» DATASET EXTRACT
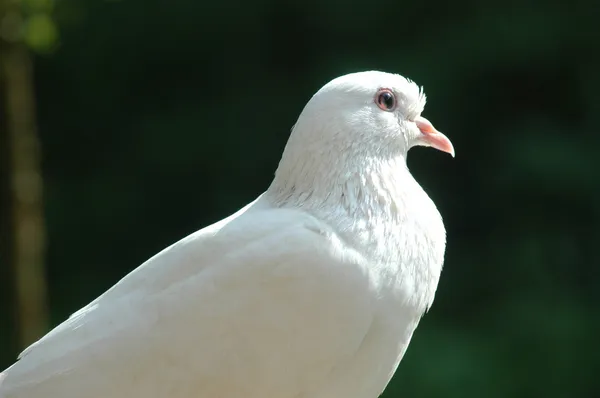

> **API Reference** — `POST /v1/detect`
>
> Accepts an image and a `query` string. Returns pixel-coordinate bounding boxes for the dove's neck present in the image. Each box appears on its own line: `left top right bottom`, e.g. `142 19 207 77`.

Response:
265 146 446 310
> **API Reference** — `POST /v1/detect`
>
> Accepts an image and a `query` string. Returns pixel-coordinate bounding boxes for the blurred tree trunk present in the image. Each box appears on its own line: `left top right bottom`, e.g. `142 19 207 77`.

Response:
0 1 48 347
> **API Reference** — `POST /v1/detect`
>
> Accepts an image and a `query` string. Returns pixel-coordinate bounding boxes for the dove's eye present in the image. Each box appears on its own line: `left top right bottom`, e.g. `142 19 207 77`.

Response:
375 88 396 112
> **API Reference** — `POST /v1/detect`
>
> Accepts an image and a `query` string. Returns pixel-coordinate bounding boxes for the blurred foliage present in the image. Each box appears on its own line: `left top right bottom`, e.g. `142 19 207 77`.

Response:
0 0 58 53
0 0 600 398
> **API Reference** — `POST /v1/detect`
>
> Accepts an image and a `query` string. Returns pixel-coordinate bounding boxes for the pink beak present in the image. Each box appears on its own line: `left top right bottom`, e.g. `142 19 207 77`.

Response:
415 116 454 157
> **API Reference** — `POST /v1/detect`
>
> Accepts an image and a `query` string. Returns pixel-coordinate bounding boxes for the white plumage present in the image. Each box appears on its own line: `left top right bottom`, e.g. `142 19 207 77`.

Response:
0 72 454 398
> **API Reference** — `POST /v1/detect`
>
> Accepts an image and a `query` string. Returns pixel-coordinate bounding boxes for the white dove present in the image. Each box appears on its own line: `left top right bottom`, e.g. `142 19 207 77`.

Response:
0 71 454 398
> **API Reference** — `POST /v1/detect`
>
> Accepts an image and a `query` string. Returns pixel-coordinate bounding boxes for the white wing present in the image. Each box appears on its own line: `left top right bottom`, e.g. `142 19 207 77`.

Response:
0 202 374 398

» REQUIRED TASK
State how many lines in the material above contain the word "white". Give the number alone.

» OUTPUT OF THE EXERCISE
3